Extracted data entries:
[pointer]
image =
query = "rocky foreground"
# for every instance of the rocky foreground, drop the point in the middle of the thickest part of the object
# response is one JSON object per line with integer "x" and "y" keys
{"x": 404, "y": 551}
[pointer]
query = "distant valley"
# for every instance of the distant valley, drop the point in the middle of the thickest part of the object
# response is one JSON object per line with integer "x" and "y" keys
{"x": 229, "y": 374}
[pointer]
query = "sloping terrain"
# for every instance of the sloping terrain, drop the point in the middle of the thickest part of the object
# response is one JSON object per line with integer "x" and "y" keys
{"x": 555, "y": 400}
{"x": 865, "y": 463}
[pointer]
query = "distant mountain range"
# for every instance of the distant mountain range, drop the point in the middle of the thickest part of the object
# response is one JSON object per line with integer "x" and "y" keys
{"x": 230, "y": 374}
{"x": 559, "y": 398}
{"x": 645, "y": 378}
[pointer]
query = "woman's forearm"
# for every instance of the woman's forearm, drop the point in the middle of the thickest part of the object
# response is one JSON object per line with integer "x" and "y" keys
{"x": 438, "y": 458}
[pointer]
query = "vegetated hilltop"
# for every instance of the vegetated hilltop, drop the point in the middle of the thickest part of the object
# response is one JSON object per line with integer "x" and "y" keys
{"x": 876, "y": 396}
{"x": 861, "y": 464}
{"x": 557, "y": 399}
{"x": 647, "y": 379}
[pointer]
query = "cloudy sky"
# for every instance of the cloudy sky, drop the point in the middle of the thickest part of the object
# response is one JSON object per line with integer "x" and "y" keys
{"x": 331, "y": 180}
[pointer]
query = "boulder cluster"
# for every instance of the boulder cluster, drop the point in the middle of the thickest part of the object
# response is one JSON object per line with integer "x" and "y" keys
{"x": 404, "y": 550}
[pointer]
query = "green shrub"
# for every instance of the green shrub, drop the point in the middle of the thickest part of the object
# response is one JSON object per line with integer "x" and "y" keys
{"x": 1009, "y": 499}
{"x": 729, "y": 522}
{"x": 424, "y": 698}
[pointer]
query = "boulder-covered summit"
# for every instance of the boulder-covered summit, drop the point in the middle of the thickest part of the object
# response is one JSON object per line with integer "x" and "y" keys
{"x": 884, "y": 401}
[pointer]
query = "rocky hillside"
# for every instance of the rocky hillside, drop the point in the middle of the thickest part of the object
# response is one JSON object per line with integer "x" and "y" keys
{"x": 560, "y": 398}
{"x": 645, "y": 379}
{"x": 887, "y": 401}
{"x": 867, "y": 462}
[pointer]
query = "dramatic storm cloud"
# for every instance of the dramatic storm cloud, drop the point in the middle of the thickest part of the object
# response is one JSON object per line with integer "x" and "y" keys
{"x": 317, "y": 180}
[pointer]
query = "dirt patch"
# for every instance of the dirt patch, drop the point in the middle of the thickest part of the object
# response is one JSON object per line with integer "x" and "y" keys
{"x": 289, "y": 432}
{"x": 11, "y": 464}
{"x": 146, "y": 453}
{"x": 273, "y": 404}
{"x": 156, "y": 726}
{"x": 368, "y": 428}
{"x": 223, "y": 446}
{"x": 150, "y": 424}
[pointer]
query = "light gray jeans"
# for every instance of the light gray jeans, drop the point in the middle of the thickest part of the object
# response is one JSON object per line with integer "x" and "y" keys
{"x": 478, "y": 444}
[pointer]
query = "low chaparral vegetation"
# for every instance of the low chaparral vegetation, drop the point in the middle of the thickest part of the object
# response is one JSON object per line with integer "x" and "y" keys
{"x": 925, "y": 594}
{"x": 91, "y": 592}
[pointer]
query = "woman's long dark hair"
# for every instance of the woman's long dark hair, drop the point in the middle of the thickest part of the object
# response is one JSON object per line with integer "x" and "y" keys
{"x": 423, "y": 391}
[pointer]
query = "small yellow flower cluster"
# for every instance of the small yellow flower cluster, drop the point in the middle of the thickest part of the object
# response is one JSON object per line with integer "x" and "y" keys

* _BRIEF_:
Give the entries once more, exactly as they appear.

* _THE SOLUTION_:
[pointer]
image =
query = "rocky foreground"
# for every instance of the rocky foreground, drop the point in the middle of the thickest part of the object
# response is one JSON object per line with integer "x" and "y" keys
{"x": 404, "y": 551}
[pointer]
query = "distant valley"
# for every instance of the distant valley, drop the point in the middle of the thickest part of the object
# response is one JSON object per line with integer "x" and "y" keys
{"x": 229, "y": 374}
[pointer]
query = "sloping terrain"
# for every instance of the sloping terrain, drop the point in the middle of the thickest part of the object
# response is one JSON object per line with integer "x" and "y" keys
{"x": 555, "y": 400}
{"x": 865, "y": 463}
[pointer]
query = "distant mountain range"
# for every instance of the distant mountain range, drop the point in the middle of the thickest part of the object
# response is one JSON object per line with integer "x" and "y" keys
{"x": 230, "y": 374}
{"x": 559, "y": 398}
{"x": 645, "y": 378}
[pointer]
query = "woman's forearm"
# for every instance of the woman's forearm, drop the point in the middle of the thickest part of the object
# response is one JSON object per line with integer "x" and "y" keys
{"x": 438, "y": 458}
[pointer]
query = "vegetated hilltop"
# for every instance of the vegetated hilltop, drop the point in the middle of the thickest part of the object
# response is one JSON object per line with integer "x" and "y" keys
{"x": 876, "y": 396}
{"x": 861, "y": 464}
{"x": 557, "y": 399}
{"x": 647, "y": 379}
[pointer]
query = "cloudy sky"
# for every instance of the cloudy sky, drop the point in the middle of the thickest part of the object
# response is one JSON object per line with integer "x" and "y" keys
{"x": 331, "y": 180}
[pointer]
query = "boulder cluster"
# for every instance of the boulder cluster, drop the point in the middle of the thickest part of the object
# response is one JSON object per line with integer "x" and "y" keys
{"x": 404, "y": 550}
[pointer]
query = "green shrub"
# for every instance of the green shrub, drop the point in the middle of the thickest part of the object
# response is one JSON object per line with integer "x" and "y" keys
{"x": 1009, "y": 499}
{"x": 729, "y": 522}
{"x": 424, "y": 698}
[pointer]
query = "boulder-covered summit"
# for every instance of the boulder-covered summit, drop the point in the middle of the thickest part of the object
# response is one JSON object per line with integer "x" and "y" keys
{"x": 884, "y": 401}
[pointer]
query = "rocky hillside"
# for every instance of the rocky hillside, drop the point in the middle of the thickest part of the object
# response is one JSON object per line with integer "x" and "y" keys
{"x": 560, "y": 398}
{"x": 645, "y": 379}
{"x": 887, "y": 401}
{"x": 867, "y": 462}
[pointer]
query = "dramatic storm cloud"
# for every instance of the dramatic storm cloud, drop the point in the middle of the thickest part of the object
# response is one JSON object per line with integer "x" and "y" keys
{"x": 317, "y": 180}
[pointer]
query = "dirt patch"
# for every instance of the dirt patch, drop the point in the middle of the thickest part of the object
# response is one JSON object per line with integer "x" and "y" keys
{"x": 289, "y": 432}
{"x": 11, "y": 464}
{"x": 146, "y": 453}
{"x": 273, "y": 404}
{"x": 156, "y": 726}
{"x": 368, "y": 428}
{"x": 223, "y": 446}
{"x": 150, "y": 424}
[pointer]
query = "light gray jeans"
# for every instance of the light gray jeans, drop the point in the middle of the thickest part of the object
# response is one JSON object per line with integer "x" and "y" keys
{"x": 478, "y": 444}
[pointer]
query = "low chaparral vegetation"
# for every instance of the low chaparral vegetation, drop the point in the middle of the thickest part of the object
# response is one JSON object per line with integer "x" and "y" keys
{"x": 925, "y": 594}
{"x": 91, "y": 592}
[pointer]
query = "woman's long dark hair"
# for every instance of the woman's long dark hair, drop the point in the middle of the thickest part of the object
# response is one JSON object per line with integer "x" and "y" keys
{"x": 423, "y": 391}
[pointer]
query = "small yellow flower cluster"
# for every instance of the small yellow flower cluster, drop the point in the middle of the thickest part of the object
# response is one JSON object per line with integer "x" and "y" keys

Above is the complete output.